### Records provided ###
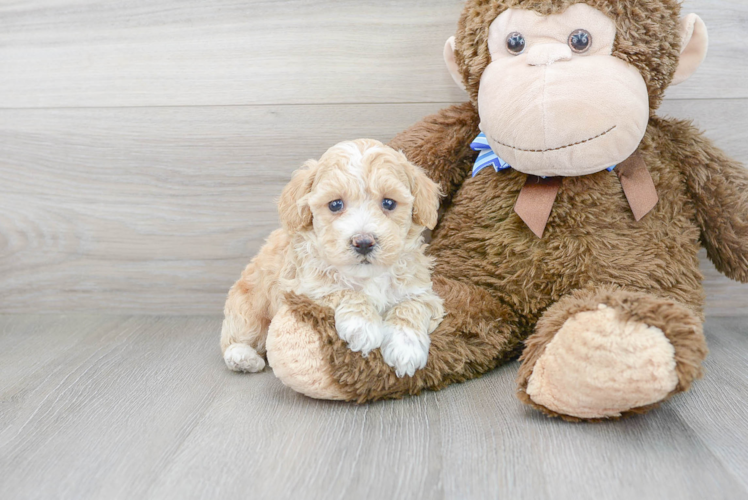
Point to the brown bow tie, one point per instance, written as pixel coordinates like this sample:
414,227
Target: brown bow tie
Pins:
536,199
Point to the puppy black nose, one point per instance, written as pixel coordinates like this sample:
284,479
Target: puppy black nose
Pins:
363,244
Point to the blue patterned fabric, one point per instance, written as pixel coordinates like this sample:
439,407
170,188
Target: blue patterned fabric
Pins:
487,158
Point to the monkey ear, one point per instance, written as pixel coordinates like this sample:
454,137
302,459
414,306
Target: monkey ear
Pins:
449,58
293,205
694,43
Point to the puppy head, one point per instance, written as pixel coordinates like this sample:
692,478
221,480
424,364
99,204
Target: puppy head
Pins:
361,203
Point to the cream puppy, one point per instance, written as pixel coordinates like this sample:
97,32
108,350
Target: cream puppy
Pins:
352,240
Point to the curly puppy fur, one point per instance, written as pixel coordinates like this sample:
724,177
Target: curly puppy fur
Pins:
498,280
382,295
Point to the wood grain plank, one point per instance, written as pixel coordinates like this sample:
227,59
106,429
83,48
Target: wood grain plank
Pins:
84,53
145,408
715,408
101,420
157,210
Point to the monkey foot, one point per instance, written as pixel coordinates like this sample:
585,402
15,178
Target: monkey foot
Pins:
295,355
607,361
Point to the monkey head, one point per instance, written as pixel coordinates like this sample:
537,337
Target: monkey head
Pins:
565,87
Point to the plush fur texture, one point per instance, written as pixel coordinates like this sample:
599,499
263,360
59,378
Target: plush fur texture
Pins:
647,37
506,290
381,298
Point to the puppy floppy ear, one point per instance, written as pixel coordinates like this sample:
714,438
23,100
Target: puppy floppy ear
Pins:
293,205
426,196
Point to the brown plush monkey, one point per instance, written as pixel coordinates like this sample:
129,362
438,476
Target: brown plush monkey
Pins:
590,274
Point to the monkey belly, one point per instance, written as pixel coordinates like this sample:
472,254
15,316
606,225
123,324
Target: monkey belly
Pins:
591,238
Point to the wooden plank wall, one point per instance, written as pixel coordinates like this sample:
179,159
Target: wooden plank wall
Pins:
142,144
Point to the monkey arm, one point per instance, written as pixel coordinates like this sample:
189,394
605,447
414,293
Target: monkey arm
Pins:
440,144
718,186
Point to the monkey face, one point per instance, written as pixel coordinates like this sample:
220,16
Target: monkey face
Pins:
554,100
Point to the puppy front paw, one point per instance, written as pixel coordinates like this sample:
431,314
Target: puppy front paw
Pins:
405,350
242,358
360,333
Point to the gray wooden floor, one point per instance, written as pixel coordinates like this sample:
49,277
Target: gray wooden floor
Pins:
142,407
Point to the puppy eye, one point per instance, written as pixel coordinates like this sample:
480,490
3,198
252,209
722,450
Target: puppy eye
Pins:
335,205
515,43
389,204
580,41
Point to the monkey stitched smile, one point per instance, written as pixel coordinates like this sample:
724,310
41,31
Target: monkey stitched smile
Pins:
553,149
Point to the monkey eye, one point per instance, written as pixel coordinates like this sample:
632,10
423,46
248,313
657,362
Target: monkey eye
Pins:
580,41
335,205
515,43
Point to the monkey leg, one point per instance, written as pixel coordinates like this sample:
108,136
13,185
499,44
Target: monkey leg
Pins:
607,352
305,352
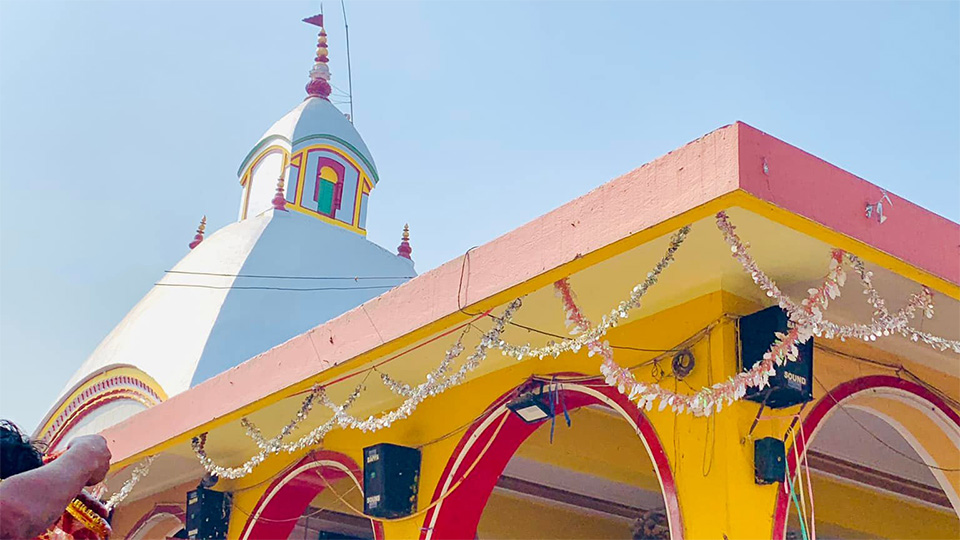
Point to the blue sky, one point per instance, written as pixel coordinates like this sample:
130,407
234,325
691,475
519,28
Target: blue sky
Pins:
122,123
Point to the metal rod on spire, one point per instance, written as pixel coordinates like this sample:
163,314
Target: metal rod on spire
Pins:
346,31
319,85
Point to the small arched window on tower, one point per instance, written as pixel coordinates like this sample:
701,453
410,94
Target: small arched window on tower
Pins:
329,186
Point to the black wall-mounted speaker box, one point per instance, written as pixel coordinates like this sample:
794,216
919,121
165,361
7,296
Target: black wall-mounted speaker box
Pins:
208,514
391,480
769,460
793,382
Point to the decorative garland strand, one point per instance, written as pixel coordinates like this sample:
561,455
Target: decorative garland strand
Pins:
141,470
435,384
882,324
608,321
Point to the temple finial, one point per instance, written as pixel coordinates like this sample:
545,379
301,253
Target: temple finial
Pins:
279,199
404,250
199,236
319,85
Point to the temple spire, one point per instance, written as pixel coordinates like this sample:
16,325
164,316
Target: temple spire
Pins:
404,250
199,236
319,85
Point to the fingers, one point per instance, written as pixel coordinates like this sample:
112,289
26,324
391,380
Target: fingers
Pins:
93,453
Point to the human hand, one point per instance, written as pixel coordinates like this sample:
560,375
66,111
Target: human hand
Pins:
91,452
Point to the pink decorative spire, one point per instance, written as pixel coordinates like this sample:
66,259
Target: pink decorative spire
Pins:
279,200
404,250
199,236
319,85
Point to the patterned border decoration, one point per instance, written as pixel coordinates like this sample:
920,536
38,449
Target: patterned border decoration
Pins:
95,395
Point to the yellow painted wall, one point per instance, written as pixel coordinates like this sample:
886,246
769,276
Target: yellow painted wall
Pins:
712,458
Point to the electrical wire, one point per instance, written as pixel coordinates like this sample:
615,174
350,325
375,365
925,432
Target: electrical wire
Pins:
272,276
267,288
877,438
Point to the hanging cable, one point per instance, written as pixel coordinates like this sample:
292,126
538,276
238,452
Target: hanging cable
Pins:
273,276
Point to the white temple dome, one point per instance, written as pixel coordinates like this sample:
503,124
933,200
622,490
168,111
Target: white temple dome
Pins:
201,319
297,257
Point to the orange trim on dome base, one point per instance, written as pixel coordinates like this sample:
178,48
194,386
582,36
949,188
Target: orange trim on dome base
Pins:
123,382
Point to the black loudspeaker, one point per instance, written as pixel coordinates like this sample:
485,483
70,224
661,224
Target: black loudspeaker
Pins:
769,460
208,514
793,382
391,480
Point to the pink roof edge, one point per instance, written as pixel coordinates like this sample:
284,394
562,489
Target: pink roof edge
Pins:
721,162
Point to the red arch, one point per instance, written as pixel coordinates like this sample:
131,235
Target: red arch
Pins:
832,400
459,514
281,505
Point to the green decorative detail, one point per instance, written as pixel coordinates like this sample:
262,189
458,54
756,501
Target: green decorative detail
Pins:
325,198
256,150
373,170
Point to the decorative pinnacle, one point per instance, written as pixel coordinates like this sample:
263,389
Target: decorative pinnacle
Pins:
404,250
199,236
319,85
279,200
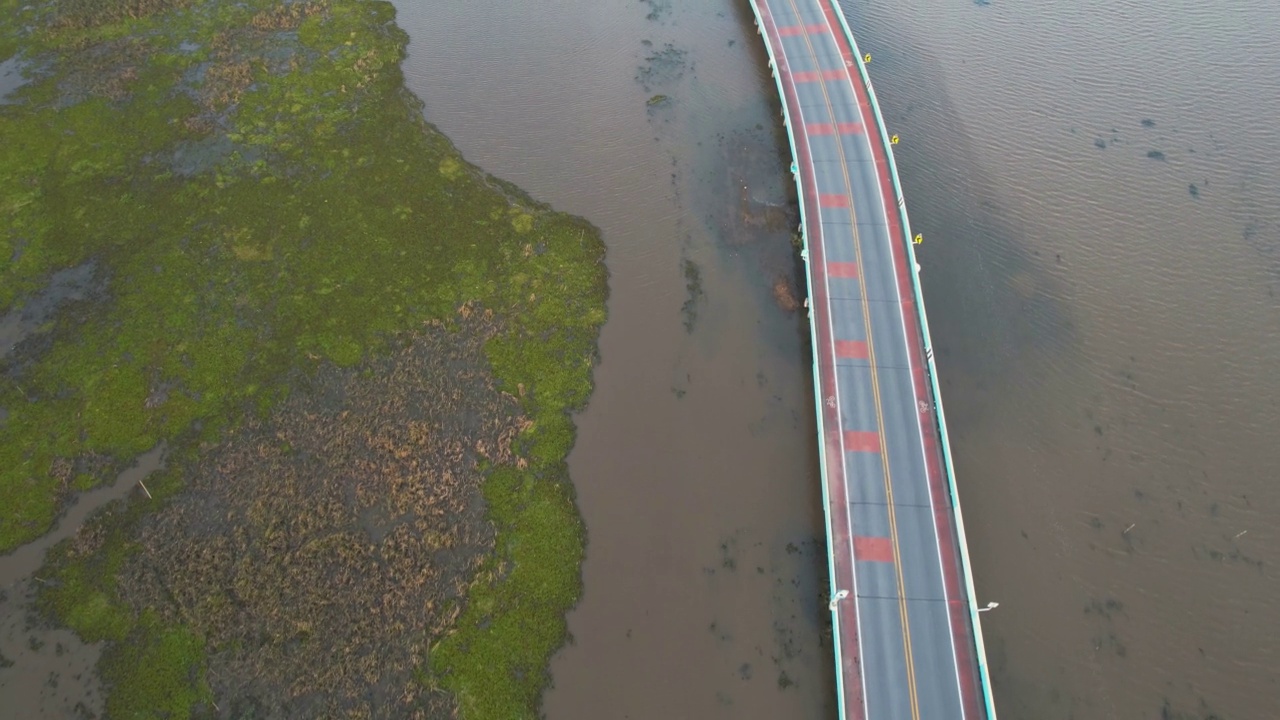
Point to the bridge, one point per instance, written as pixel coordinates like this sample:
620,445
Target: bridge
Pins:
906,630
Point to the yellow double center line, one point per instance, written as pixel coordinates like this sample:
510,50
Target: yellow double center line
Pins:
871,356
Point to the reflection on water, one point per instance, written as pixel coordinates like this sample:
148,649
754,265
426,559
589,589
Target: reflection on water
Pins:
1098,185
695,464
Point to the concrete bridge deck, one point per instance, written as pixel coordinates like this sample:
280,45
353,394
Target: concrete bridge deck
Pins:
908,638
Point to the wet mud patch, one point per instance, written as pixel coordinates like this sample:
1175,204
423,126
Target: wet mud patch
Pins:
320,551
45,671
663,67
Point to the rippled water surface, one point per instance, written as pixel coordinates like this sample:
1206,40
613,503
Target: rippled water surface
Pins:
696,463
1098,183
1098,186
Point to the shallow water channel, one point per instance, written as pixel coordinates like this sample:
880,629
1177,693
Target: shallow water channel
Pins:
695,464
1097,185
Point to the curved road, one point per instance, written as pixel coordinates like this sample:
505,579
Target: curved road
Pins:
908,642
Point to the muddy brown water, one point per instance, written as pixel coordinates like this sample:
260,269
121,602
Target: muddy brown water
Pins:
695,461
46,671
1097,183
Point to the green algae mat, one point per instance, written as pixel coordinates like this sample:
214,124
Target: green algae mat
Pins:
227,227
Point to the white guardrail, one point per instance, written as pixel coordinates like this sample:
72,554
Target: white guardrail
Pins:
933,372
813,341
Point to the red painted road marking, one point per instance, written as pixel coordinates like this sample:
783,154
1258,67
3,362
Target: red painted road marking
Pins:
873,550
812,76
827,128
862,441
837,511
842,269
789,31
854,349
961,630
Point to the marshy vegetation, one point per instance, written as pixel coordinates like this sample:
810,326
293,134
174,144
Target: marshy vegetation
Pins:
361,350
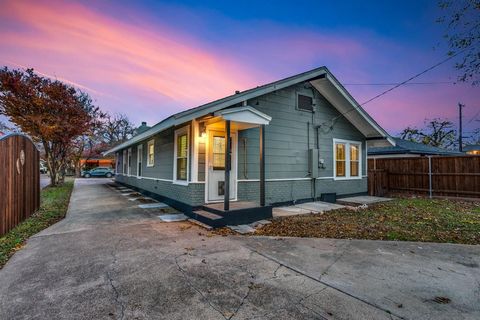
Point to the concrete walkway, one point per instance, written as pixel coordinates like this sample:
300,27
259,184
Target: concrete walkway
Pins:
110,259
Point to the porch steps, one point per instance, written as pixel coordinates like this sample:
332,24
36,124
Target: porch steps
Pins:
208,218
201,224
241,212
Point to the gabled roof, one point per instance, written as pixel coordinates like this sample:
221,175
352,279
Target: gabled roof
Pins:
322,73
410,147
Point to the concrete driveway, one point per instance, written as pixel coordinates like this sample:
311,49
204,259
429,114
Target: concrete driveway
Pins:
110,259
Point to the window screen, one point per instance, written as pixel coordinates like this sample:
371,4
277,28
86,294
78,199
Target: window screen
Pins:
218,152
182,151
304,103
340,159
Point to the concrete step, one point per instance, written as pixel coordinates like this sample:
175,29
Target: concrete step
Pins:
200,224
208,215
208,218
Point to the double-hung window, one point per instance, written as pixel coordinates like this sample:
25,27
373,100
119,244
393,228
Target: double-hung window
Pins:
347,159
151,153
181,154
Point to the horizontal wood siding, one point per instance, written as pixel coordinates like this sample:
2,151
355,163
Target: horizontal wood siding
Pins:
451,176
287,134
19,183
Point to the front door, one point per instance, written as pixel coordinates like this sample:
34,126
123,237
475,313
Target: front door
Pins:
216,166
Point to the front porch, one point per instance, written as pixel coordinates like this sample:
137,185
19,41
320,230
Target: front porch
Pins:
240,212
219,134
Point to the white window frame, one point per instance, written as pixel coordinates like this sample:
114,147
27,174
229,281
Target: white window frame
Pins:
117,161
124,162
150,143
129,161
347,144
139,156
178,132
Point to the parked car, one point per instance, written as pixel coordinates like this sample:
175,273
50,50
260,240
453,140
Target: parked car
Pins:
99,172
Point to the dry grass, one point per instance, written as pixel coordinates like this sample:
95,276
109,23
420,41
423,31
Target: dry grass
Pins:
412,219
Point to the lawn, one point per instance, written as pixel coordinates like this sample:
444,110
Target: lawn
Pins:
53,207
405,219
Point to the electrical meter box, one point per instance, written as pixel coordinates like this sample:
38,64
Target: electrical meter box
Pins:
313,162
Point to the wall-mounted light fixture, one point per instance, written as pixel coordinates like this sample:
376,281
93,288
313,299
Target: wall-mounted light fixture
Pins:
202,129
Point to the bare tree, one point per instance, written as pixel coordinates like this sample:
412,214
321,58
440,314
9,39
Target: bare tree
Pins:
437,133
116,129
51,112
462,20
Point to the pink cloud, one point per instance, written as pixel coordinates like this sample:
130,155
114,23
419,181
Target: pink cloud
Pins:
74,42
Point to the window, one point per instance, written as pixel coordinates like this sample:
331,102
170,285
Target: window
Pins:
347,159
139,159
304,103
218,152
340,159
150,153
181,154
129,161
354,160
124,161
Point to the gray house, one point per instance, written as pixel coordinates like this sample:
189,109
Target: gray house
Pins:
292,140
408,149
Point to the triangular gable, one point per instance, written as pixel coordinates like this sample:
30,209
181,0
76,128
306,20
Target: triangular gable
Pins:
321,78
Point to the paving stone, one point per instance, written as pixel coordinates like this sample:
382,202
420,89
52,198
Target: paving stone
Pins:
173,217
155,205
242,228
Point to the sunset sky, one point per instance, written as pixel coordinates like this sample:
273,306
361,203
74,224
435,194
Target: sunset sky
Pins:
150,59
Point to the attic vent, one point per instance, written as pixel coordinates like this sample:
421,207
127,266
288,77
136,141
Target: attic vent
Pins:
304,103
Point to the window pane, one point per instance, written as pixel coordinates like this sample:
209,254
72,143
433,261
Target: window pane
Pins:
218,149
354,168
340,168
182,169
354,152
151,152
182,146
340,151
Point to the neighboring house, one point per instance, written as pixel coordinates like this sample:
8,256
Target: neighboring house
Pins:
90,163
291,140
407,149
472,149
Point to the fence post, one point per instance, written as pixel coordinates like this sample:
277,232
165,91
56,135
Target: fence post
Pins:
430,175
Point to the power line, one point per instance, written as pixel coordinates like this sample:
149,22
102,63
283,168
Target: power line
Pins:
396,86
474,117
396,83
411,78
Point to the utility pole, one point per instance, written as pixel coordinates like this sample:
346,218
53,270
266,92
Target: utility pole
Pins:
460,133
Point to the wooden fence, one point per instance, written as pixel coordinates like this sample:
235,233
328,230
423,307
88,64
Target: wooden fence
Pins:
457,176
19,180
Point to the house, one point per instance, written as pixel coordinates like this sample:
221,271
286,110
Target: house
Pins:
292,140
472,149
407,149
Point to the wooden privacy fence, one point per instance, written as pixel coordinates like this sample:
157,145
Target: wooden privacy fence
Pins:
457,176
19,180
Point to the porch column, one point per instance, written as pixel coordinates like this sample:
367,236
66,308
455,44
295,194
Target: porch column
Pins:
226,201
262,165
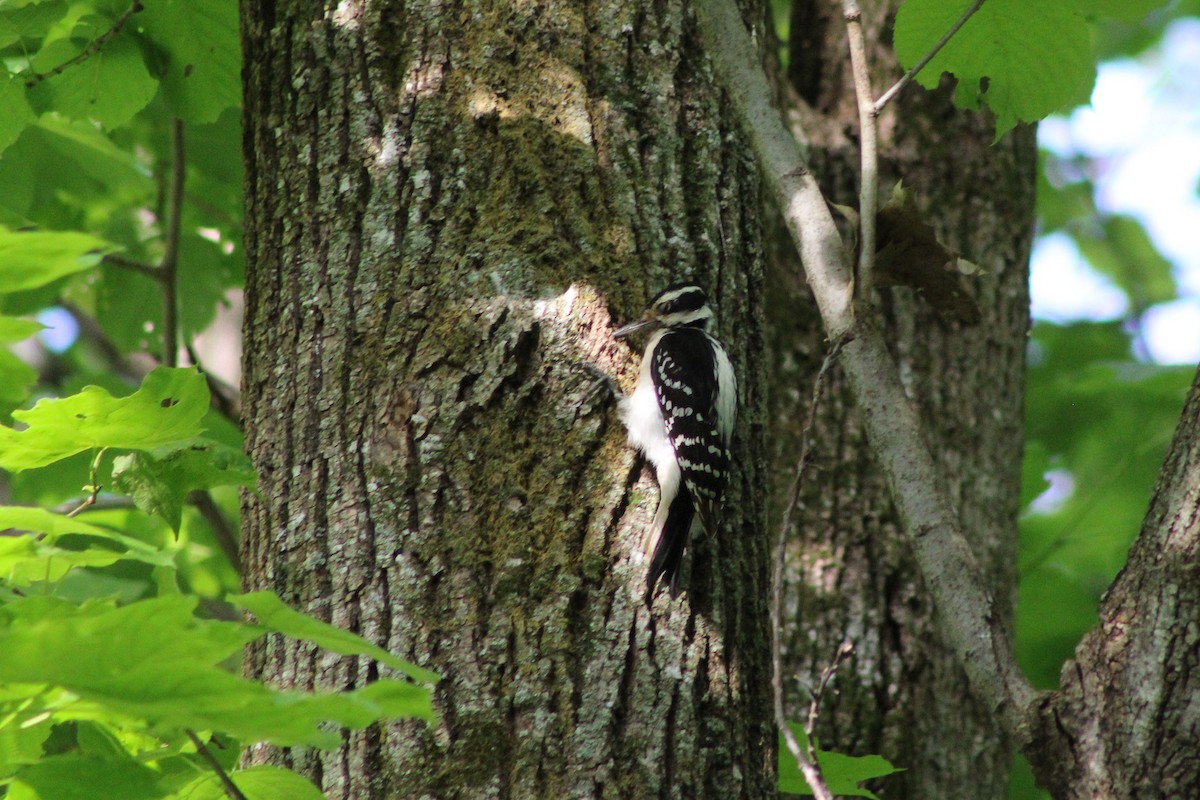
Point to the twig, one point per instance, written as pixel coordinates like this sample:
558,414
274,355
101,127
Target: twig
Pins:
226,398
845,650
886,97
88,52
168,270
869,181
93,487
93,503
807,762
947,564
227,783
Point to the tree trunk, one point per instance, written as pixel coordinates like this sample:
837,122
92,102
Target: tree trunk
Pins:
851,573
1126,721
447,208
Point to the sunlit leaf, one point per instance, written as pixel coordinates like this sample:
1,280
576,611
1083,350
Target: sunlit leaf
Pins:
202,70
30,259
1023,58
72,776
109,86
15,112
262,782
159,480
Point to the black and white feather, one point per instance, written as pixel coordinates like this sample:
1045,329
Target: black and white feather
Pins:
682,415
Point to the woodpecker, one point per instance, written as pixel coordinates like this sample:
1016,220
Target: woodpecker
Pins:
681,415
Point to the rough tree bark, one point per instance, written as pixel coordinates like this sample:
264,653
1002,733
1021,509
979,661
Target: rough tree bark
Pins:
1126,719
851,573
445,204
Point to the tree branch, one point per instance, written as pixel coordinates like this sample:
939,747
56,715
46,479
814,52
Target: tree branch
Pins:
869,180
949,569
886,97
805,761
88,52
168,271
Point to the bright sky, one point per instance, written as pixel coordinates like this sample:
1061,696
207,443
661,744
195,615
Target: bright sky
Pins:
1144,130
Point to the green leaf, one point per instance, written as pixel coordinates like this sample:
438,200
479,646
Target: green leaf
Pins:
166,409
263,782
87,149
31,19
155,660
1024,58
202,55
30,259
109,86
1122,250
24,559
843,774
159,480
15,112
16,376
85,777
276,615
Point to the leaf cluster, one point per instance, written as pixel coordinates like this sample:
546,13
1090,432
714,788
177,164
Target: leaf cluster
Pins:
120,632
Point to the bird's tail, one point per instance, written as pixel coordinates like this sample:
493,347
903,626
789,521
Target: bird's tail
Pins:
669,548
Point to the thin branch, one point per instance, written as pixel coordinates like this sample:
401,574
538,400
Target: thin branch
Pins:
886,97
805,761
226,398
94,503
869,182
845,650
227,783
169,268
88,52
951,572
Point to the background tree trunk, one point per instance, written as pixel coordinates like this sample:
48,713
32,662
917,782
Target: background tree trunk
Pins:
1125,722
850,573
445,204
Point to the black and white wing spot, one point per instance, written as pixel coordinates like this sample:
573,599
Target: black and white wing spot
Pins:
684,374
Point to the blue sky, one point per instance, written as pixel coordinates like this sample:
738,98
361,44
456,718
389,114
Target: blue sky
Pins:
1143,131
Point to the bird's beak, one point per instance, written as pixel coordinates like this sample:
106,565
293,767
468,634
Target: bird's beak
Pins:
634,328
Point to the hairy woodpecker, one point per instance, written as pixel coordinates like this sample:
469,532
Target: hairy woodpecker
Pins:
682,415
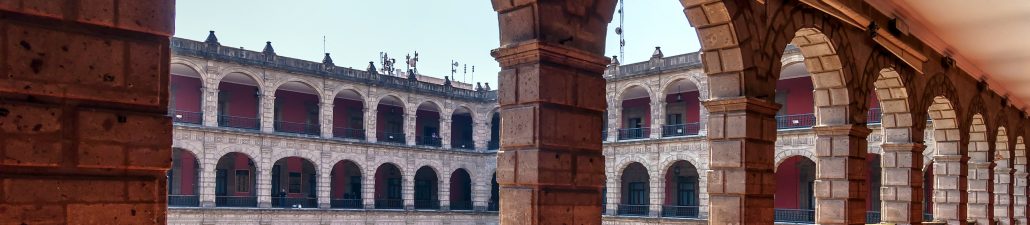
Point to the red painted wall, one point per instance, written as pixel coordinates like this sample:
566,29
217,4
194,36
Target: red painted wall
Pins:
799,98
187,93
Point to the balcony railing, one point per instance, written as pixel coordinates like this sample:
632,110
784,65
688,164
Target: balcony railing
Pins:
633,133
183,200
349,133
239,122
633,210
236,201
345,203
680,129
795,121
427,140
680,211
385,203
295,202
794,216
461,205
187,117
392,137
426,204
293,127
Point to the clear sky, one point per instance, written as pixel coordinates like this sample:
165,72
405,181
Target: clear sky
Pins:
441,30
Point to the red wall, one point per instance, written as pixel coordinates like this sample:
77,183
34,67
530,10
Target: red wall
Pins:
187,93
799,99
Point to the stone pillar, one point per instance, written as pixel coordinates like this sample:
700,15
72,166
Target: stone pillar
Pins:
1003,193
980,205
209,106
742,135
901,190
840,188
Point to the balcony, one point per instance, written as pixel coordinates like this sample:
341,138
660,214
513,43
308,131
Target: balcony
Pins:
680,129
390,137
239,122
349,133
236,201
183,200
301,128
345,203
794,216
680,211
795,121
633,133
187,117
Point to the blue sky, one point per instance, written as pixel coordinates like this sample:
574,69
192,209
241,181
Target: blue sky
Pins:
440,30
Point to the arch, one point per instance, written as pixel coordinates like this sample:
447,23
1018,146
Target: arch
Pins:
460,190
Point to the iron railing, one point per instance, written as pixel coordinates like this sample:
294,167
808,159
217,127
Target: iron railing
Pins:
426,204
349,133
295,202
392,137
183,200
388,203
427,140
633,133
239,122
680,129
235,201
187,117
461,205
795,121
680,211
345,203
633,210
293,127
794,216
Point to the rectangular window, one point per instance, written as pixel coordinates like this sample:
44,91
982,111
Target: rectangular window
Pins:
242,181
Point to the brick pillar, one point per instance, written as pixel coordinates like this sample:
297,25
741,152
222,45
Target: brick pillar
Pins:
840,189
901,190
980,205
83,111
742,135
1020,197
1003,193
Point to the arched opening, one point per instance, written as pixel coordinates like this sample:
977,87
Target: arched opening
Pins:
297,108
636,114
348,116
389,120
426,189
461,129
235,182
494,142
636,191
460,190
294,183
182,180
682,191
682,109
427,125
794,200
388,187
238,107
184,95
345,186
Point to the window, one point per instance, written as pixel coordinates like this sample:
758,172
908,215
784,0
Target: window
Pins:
###
* _Instructions to follow_: Only the lines from the one containing "Point to the balcony, one" to the end of the listing belong in the output, each reproduced exactly.

* _Answer to this problem_:
Point to the balcony, one point per instance, written as pixel coordinates like this sample:
341,138
660,214
513,43
308,131
Target: balcony
Pins:
680,129
390,137
239,122
349,133
236,201
183,200
301,128
345,203
794,216
680,211
795,121
633,133
187,117
Point to the blue sky, one point per instance, written as pixel coordinates like this sample:
574,69
192,209
241,181
Target: blue sky
Pins:
440,30
Point to the arch, one point per instance, written as pixel coordinates like this sample:
447,23
1018,146
Target: arch
Pins:
460,190
Point to the iron railing, one point per instance, written as pixel coordinates like this sample:
294,167
808,159
217,127
Target: iron railing
Pins:
426,204
349,133
295,202
392,137
183,200
388,203
427,140
633,133
239,122
680,129
235,201
187,117
461,205
795,121
680,211
345,203
633,210
293,127
794,216
Point to the rectangular window, one point per instance, written as pixel coordinates like this sample:
44,91
982,111
Target: rectangular window
Pins:
242,181
Point to the brick pillar, one point per instance, written as pixel coordinates like this sample:
297,25
741,152
222,45
Target: brick pillar
Pins:
840,189
901,190
980,205
83,111
742,135
1020,197
1003,193
Point to the arched opening, one point per instance, written as pixel coordinates like this sample:
977,87
Target: arched opening
Pins:
297,108
636,114
348,116
389,120
426,189
461,129
235,182
494,142
636,191
460,190
294,183
182,180
682,191
682,109
427,125
794,200
388,187
238,107
184,95
345,186
Point to the window, one point per instance, written as pixel coordinates like this sample:
758,172
908,215
784,0
Target: window
Pins:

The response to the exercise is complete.